Rewrite the data from the line containing "Question. Indicate the finger" through the end, replacing "Target" with "Label" and keeping everything else the same.

• [Given information]:
.....

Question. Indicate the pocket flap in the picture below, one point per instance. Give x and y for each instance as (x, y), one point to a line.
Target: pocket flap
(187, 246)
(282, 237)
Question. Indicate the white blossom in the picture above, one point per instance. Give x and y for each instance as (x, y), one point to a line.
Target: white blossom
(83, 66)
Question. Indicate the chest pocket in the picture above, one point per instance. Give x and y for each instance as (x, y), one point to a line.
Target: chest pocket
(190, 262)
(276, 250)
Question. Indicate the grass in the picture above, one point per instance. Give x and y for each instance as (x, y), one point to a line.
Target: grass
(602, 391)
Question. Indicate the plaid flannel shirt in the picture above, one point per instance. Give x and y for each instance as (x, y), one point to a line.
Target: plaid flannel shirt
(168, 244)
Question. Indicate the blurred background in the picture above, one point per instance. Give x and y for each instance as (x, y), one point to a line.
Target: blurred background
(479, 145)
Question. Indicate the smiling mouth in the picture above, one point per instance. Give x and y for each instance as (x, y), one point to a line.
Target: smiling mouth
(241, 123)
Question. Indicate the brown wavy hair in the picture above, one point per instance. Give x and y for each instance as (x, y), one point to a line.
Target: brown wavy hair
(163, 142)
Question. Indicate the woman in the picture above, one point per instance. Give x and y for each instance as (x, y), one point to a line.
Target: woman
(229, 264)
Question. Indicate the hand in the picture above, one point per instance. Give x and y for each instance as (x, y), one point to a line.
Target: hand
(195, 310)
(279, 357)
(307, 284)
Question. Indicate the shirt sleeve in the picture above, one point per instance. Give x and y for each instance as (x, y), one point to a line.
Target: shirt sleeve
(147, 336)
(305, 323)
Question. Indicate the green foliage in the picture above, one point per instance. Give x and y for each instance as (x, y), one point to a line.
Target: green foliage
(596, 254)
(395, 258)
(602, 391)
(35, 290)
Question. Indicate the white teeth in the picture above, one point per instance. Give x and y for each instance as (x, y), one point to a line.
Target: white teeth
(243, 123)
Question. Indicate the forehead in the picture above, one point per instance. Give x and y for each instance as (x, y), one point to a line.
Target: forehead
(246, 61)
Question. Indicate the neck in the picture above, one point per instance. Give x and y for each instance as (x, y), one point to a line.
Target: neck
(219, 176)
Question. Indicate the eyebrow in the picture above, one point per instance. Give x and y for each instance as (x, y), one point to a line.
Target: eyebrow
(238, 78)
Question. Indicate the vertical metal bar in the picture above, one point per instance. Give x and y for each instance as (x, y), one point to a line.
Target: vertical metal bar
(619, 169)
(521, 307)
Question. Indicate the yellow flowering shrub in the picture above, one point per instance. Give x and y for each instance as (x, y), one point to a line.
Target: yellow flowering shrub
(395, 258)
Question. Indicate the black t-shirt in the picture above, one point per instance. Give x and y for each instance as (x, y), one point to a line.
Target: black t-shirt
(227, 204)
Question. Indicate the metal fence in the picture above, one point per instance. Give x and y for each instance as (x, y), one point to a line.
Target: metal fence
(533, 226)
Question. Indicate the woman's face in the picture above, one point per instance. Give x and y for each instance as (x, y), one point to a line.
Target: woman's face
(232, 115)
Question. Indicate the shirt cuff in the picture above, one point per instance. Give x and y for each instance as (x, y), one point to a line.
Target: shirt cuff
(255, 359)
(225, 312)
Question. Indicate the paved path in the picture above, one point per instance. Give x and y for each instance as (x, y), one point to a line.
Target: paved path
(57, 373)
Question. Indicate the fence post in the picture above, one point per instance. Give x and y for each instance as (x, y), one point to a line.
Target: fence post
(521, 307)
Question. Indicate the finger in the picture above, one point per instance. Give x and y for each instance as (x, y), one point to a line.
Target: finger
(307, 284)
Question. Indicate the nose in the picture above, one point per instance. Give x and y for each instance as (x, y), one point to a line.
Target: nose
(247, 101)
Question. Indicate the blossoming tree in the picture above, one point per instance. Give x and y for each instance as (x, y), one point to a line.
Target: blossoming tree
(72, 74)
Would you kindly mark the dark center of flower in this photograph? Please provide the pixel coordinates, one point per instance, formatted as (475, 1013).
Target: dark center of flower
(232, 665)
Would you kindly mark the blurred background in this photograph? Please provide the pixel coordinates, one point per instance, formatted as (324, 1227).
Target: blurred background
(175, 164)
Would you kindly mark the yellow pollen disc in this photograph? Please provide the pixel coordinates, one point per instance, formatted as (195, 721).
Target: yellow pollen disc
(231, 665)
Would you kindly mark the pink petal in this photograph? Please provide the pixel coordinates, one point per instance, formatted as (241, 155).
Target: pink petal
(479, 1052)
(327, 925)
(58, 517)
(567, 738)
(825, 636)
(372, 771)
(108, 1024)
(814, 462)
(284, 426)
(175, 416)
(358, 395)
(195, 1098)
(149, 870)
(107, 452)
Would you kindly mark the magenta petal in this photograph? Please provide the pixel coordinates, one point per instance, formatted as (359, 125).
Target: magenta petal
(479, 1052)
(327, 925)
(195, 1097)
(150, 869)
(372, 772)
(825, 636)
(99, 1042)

.....

• [Answer for this exercise]:
Question. Indicate the finger in the picture above, one point per instance. Give x and y for each instance as (x, y), one point to a line.
Label: finger
(307, 284)
Question. Indicate the nose in the picture above, one point per instance. Give x and y for each instance as (x, y), one point to a line.
Label: nose
(247, 101)
Question. Indicate the blossoming tree in the picture above, one point per instance. Give x and y for each instance as (x, y), one point to a line.
Label: blossoming tree
(72, 74)
Would you kindly mark the dark center of flower in this photograph? Please provide the pixel coordinates, one point per instance, formatted as (475, 1013).
Label: dark center of flower
(232, 665)
Would you kindly mark the blurred background in this photograph? Please provide the pixel coordinates, one point per instance, formatted as (324, 1227).
Label: blurred background
(175, 164)
Would you kindly mark the yellow pollen disc in this photograph? Please provide the pixel coordinates, one point per instance, formatted as (195, 721).
Label: yellow pollen disc
(231, 665)
Would you kindly mark the pink petal in this photograph? Please provide the pixel coordinates, one point per instance, formatted as (241, 155).
Label: pink petal
(479, 1052)
(327, 925)
(58, 517)
(567, 738)
(825, 636)
(372, 771)
(108, 1024)
(814, 462)
(284, 426)
(175, 416)
(358, 395)
(195, 1098)
(149, 870)
(107, 452)
Would you kindly mark the magenta petal in this photograph? Please provide the pixel coordinates, one point per instance, formatted as (359, 125).
Label: magenta petal
(479, 1052)
(327, 925)
(195, 1097)
(150, 869)
(372, 772)
(825, 636)
(99, 1042)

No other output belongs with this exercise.